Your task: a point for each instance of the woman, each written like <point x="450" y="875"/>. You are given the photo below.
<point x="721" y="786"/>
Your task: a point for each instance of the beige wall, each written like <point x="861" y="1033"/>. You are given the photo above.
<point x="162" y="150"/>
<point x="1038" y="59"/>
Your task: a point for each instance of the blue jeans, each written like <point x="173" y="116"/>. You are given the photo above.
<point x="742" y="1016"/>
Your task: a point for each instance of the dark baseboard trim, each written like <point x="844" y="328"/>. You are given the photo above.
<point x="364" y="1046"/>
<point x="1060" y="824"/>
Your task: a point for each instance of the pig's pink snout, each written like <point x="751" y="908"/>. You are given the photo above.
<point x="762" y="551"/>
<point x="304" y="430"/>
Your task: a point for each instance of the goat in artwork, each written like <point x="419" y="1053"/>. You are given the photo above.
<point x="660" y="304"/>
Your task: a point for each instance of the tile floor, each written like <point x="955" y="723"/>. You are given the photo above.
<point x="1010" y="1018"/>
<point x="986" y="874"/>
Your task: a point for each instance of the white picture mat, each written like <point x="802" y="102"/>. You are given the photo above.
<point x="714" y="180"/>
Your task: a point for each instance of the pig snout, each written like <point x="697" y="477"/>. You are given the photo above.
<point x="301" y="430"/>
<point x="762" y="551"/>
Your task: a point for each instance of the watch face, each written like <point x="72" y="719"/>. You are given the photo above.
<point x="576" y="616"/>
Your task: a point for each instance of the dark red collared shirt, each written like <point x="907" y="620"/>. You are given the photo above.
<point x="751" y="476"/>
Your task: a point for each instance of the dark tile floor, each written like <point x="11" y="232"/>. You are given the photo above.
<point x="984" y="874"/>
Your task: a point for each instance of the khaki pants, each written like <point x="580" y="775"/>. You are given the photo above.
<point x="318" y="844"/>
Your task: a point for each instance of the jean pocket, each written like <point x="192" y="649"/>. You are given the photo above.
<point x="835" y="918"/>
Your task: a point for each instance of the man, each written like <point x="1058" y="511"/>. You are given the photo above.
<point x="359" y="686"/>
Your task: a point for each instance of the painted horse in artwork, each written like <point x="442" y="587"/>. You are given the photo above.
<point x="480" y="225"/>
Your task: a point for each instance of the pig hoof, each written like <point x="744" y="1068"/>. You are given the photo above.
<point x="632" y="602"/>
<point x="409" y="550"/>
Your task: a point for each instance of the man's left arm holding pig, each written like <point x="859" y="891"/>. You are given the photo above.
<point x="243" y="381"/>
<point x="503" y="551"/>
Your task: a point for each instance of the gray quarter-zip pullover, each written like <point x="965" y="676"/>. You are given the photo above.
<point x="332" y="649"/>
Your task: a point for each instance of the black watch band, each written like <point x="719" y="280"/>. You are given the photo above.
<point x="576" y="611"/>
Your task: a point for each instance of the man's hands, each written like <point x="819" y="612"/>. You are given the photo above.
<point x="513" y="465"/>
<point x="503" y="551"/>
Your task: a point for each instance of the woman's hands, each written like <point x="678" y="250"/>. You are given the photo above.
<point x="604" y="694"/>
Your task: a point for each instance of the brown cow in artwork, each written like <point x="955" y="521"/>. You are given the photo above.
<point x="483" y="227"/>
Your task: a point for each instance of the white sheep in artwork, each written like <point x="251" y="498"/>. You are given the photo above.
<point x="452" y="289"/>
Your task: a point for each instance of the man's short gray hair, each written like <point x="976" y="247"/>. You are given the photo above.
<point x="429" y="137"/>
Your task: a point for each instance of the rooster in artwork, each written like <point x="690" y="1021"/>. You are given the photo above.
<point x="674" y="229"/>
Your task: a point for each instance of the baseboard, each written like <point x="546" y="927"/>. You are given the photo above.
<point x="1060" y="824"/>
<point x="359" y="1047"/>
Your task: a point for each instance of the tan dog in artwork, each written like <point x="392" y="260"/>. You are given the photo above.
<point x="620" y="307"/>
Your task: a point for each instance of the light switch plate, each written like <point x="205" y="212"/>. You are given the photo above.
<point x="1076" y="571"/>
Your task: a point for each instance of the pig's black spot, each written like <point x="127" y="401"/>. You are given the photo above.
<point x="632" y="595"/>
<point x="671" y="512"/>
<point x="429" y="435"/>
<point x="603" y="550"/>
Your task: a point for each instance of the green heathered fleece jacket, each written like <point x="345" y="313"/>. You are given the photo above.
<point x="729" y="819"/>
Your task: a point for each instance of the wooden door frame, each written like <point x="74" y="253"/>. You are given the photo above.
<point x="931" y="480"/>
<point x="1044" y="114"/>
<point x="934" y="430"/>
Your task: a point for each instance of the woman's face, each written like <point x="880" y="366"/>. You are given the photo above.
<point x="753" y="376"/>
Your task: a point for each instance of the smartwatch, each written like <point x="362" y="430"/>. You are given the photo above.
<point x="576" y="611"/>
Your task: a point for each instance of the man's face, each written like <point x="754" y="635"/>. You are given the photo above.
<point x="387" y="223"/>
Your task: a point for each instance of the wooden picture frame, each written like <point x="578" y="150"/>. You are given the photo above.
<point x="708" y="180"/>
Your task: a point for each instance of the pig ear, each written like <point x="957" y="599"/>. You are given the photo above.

════════════════════

:: Exercise objective ::
Give back each line above precisely as it stands.

:: Exercise output ::
Your task: a point for each instance of the woman, each written like <point x="450" y="875"/>. You are given the photo below.
<point x="721" y="786"/>
Your task: a point for each instance of the beige wall, each written like <point x="861" y="1033"/>. You are given the photo above.
<point x="162" y="150"/>
<point x="1038" y="59"/>
Your task: a point for each instance of the blue jeans, each written like <point x="173" y="116"/>. You are given the photo above.
<point x="742" y="1016"/>
Your task: a point for each instance of the dark baseboard trim, each written like <point x="844" y="328"/>. You are given the photo above.
<point x="364" y="1046"/>
<point x="1060" y="824"/>
Your task: a point for each instance of the pig's pink snout, each written like <point x="751" y="908"/>. You are given the photo above.
<point x="762" y="551"/>
<point x="304" y="430"/>
Your task: a point for each instance of the goat in artwork, each written like <point x="419" y="1053"/>. You are given the photo above.
<point x="660" y="304"/>
Your task: a point for each instance of the tile floor, each written like <point x="955" y="723"/>. You are given the photo above.
<point x="1010" y="1018"/>
<point x="986" y="874"/>
Your task: a point for each instance of the white picture mat, each written like <point x="802" y="102"/>. You are given the photo above.
<point x="714" y="180"/>
Your task: a point for each instance of the pig snout, each written like <point x="697" y="477"/>. You are given the photo above.
<point x="301" y="430"/>
<point x="762" y="551"/>
Your task: a point for each instance of the watch face, each written like <point x="72" y="719"/>. You are given the photo above.
<point x="576" y="616"/>
Your task: a point for each instance of the dark red collared shirt, each written like <point x="907" y="620"/>. You are given the photo above.
<point x="751" y="476"/>
Your task: a point for each instance of the dark tile floor, each written like <point x="11" y="232"/>. You are given the photo above.
<point x="984" y="874"/>
Your task: a point for each instance of the khaki pants, each written like <point x="580" y="775"/>. You are given the photo above.
<point x="318" y="844"/>
Your task: a point for each instance of the jean pocket, each written like <point x="192" y="649"/>. You are given the photo above.
<point x="835" y="918"/>
Your task: a point for each instance of the man, each written like <point x="1058" y="511"/>. You are given the photo above.
<point x="359" y="686"/>
Your task: a point for each instance of the painted horse in artwork, each written like <point x="442" y="587"/>. You are given the photo above.
<point x="480" y="225"/>
Your task: a point for each instance of the pig hoof, each written like <point x="744" y="1068"/>. You are given the photo above.
<point x="632" y="602"/>
<point x="409" y="550"/>
Your task: a point for each instance of the man's left arm holding pig, each written like <point x="859" y="891"/>. You are given the photo above.
<point x="243" y="381"/>
<point x="503" y="551"/>
Your task: a point for each instance of the gray quarter-zip pullover, each written like <point x="965" y="676"/>. You are given the photo above.
<point x="332" y="649"/>
Your task: a point for each instance of the black watch band, each written like <point x="719" y="280"/>. You are given the photo above.
<point x="576" y="611"/>
Your task: a point for each instance of the man's hands, each written like <point x="819" y="612"/>. You are given the photo above.
<point x="513" y="465"/>
<point x="503" y="551"/>
Your task: a point for each instance of the woman's hands, each written like <point x="678" y="250"/>. You are given the photo above.
<point x="604" y="694"/>
Your task: a point for each instance of the brown cow in artwork, each written like <point x="955" y="521"/>. You are given the photo above.
<point x="483" y="227"/>
Your task: a point for each instance of the white sheep in artwork, each written like <point x="251" y="498"/>. You are given the photo above.
<point x="452" y="289"/>
Your task: a point for each instance of the man's short gray hair, each written like <point x="976" y="247"/>. You are given the photo above.
<point x="429" y="137"/>
Your task: a point for each instance of the rooster in artwork, each written like <point x="690" y="1021"/>. You are given the photo above.
<point x="674" y="229"/>
Your task: a point for each instance of the baseboard, each written like <point x="546" y="927"/>. You are given the photo above.
<point x="1060" y="824"/>
<point x="359" y="1047"/>
Your task: a point for each instance of the tan dog in artwork, each written like <point x="392" y="260"/>. You are given the photo above.
<point x="620" y="307"/>
Your task: a point for each instance of the light switch plate, each written like <point x="205" y="212"/>. You are given the photo above.
<point x="1076" y="571"/>
Your task: a point for each instance of the pig's black spot, each written like <point x="127" y="401"/>. You are given the photo above.
<point x="632" y="595"/>
<point x="671" y="512"/>
<point x="429" y="435"/>
<point x="603" y="550"/>
Your task: a point for each instance of the green heathered fleece jacket, each written like <point x="345" y="313"/>. You are given the photo above.
<point x="729" y="819"/>
Your task: a point for each instance of the wooden door frame, each written like <point x="74" y="253"/>. You are given the photo above.
<point x="931" y="480"/>
<point x="1044" y="114"/>
<point x="934" y="430"/>
Your task: a point for each instance of the woman's face, each written like <point x="880" y="366"/>. You are given the photo above.
<point x="753" y="376"/>
Your task: a point for each instance of the smartwatch, each written like <point x="362" y="430"/>. You are given the photo above.
<point x="576" y="611"/>
Your task: a point for each instance of the man's face, each written like <point x="754" y="635"/>. You are given the photo above.
<point x="387" y="223"/>
Your task: a point for each instance of the wooden picture frame, each written like <point x="578" y="150"/>. You are given the photo above.
<point x="708" y="180"/>
Your task: a point for each instance of the pig ear, each written like <point x="957" y="599"/>. You are given the photo above.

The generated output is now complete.